Double Buffers - Generalized Strategy Part 2
This is a part of a series of blogs, you can see the full list here.
Last time we created a Strategy trait to generalize the strategies we’ve made so far, and
to support future strategies. Now let’s rework the data structures to use this new trait.
First the double buffer. This will hold the strategy type (as discussed last section) and
will hold the two buffers. For the Send/Sync bounds, we require the same as in Part 7.
struct DoubleBuffer<T, S> {
strategy: S,
buffers: [UnsafeCell<T>; 2],
}
// same rationale as in part 7
unsafe impl<T: Send, S: Send> Send for DoubleBuffer<T, S> {}
unsafe impl<T: Send + Sync, S: Sync> Send for DoubleBuffer<T, S> {}
And for WriteHandle, ReadHandle and ReadGuard. The handles will
hold onto the buffer and the id specified in the strategy. Since we
own the strategy, and since to create a new WriterId you need a &mut S
to the strategy, we can ensure that the writer id is not invalidated
for as long as any WriteHandle or ReadHandle is alive.
For the ReadGuard, it will hold onto the handle and to the guard
from the strategy. We will need to take ownership of the guard on drop,
so we need to wrap it in a ManuallyDrop to prevent it from being dropped
normally. We also need exclusive access to the handle so that we can
pass a &mut S::ReaderId to the strategy on drop.
struct WriteHandle<T, S: Strategy> {
id: S::WriterId,
inner: Arc<DoubleBuffer<T, S>>
}
struct ReadHandle<T, S: Strategy> {
id: S::ReaderId,
inner: Arc<DoubleBuffer<T, S>>
}
struct ReadGuard<'a, T, S: Strategy> {
guard: ManuallyDrop<S::ReadGuard>,
handle: &'a mut ReadHandle<T, S>
}
Now we have the data structures in place, add constructors for the handles.

Location identification entries
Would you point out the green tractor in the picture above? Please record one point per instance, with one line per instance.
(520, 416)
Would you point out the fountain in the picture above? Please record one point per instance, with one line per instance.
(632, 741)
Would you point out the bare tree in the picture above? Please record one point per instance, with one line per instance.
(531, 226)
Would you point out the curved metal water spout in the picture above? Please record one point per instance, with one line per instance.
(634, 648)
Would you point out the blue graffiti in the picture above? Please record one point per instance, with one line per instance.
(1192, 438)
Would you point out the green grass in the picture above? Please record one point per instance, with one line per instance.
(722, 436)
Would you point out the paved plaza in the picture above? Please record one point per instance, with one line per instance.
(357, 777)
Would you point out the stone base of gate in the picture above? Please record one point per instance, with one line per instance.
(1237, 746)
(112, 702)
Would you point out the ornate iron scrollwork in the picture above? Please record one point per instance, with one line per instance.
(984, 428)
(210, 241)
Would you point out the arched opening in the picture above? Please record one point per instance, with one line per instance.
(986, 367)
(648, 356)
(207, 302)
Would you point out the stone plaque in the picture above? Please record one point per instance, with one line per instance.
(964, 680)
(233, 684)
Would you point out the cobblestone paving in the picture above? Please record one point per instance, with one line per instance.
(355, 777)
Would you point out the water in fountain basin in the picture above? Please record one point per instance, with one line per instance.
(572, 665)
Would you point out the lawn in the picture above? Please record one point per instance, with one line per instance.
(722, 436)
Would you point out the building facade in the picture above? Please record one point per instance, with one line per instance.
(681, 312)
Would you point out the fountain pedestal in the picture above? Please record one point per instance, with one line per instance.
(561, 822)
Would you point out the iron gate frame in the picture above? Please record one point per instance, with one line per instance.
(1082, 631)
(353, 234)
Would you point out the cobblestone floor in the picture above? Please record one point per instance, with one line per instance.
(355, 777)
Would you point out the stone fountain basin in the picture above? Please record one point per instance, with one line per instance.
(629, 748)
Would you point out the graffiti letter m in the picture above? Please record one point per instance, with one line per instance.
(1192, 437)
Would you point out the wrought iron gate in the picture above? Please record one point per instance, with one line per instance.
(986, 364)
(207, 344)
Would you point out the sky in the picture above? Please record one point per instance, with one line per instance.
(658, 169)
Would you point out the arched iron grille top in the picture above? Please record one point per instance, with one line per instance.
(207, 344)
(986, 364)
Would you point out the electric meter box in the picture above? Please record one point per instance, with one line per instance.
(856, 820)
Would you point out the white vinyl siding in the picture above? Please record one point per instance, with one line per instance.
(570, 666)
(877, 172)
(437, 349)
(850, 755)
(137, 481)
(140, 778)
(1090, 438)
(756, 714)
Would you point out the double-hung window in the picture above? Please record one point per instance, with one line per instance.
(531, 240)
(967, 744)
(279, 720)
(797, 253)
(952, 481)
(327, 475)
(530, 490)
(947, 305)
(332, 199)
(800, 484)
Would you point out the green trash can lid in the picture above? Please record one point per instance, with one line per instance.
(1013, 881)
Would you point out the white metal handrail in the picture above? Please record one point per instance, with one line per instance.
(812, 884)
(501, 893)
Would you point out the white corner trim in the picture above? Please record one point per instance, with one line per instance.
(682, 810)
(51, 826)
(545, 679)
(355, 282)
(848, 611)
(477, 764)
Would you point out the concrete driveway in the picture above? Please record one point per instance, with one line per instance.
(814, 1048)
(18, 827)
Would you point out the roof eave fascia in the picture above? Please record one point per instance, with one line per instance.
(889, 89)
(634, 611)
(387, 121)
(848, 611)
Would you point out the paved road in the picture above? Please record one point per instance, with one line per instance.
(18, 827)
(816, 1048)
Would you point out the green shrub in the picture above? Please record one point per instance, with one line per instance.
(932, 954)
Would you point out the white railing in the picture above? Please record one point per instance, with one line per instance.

Your tasks -
1: Using the double buffer excerpt, answer each of these:
(a) What two things does the DoubleBuffer struct hold?
(b) Besides the buffer, what does each handle hold?
(c) What two things does the ReadGuard hold?
2: Why does the double buffer excerpt wrap the strategy's guard inside ReadGuard in a ManuallyDrop?
3: Reproduce the passage of the double buffer excerpt starting with "First the double" and going on through "ReadHandle is alive.".
Nothing here depends on the location identification entries.

Task-by-task solutions -
1:
(a) The strategy and the two buffers.
(b) The id specified in the strategy.
(c) The handle and the guard from the strategy.

2: ReadGuard has to take ownership of the guard on drop. Wrapping it in a ManuallyDrop keeps it from being dropped normally.

3:
First the double buffer. This will hold the strategy type (as discussed last section) and
will hold the two buffers. For the Send/Sync bounds, we require the same as in Part 7.
struct DoubleBuffer<T, S> {
strategy: S,
buffers: [UnsafeCell<T>; 2],
}
// same rationale as in part 7
unsafe impl<T: Send, S: Send> Send for DoubleBuffer<T, S> {}
unsafe impl<T: Send + Sync, S: Sync> Send for DoubleBuffer<T, S> {}
And for WriteHandle, ReadHandle and ReadGuard. The handles will
hold onto the buffer and the id specified in the strategy. Since we
own the strategy, and since to create a new WriterId you need a &mut S
to the strategy, we can ensure that the writer id is not invalidated
for as long as any WriteHandle or ReadHandle is alive.